<<<<
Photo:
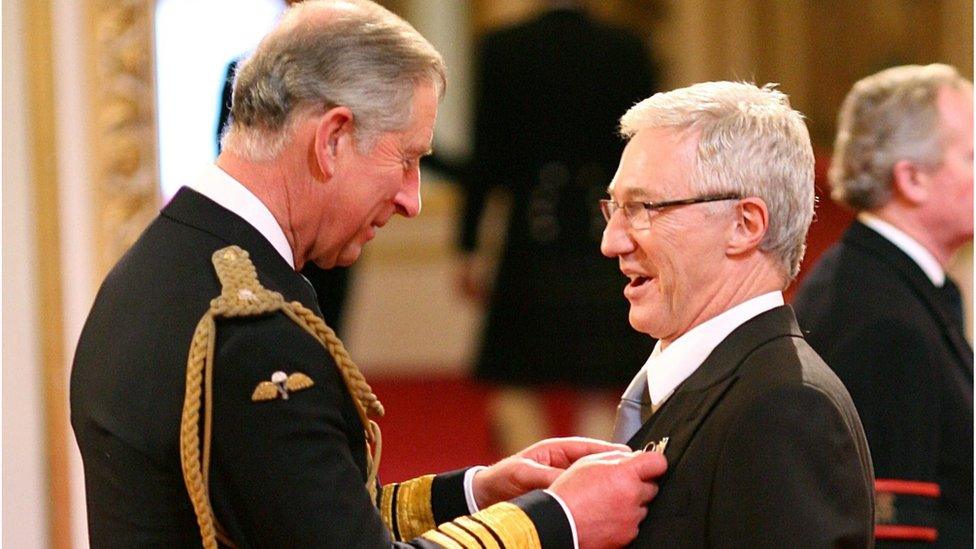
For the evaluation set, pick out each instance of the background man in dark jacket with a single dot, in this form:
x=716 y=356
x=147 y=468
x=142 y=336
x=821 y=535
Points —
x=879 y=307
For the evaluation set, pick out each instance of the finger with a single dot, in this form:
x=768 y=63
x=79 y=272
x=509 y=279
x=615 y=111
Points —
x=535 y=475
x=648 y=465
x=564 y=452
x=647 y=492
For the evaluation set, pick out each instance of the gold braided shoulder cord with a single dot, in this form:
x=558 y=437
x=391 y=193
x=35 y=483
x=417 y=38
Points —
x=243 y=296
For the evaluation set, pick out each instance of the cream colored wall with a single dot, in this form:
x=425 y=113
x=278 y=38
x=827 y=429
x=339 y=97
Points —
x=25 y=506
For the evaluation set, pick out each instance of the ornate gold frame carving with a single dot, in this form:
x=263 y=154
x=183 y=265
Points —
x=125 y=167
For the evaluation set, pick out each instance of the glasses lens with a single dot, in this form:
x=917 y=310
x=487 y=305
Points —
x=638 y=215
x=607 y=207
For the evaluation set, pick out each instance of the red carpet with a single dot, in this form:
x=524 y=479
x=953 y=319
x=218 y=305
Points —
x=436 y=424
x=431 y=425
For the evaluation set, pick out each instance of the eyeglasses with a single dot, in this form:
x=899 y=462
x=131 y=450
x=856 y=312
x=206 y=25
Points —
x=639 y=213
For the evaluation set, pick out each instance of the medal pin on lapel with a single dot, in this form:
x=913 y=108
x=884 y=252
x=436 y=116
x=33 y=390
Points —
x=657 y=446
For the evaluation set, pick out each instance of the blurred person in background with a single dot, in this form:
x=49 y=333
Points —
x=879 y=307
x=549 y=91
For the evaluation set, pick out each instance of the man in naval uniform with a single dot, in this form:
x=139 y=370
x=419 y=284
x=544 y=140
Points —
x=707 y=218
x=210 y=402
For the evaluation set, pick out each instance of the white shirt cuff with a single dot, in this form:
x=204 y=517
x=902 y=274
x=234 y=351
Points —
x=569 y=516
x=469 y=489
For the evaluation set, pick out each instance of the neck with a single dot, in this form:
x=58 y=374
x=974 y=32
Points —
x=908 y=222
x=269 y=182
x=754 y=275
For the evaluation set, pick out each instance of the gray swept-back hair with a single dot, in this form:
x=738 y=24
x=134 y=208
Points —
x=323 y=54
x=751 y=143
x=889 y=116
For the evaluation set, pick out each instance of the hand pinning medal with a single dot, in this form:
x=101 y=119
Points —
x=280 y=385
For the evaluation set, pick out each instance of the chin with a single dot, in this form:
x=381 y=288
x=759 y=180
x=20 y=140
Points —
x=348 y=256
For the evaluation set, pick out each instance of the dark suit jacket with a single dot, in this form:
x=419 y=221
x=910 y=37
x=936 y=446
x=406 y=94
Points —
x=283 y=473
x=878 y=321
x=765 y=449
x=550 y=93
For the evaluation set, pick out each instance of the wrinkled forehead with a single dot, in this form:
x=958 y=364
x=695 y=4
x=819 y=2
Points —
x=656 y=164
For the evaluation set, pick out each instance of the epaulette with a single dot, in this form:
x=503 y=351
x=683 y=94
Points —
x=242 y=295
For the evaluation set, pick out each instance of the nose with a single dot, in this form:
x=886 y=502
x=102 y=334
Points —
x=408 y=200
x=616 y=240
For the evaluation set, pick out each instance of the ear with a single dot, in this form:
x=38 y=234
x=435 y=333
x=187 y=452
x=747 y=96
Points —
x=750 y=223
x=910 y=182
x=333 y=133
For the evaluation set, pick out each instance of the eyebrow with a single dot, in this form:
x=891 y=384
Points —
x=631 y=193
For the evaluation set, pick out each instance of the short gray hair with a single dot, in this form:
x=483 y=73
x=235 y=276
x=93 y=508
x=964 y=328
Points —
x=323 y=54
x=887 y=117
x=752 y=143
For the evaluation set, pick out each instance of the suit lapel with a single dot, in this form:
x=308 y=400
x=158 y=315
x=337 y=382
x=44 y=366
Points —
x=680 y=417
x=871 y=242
>>>>
▸ Task to complete:
Reproduce the records above word for word, starting at their very beginning and ending with the line that contains "x=243 y=296", with both ends included. Omit the pictures.

▸ Solution to the exercise:
Photo:
For the evaluation set, pick out each instance of the background man in dark jacket with a single dot, in this form:
x=716 y=356
x=147 y=468
x=142 y=336
x=821 y=535
Points —
x=879 y=307
For the evaluation set, pick out each instance of the finger with a single dot, in this form:
x=768 y=63
x=79 y=272
x=509 y=279
x=615 y=111
Points —
x=535 y=475
x=648 y=465
x=564 y=452
x=647 y=492
For the evaluation set, pick out each instance of the gold braided shoulder cord with a single dot, in this form:
x=558 y=437
x=391 y=193
x=35 y=483
x=417 y=38
Points —
x=243 y=296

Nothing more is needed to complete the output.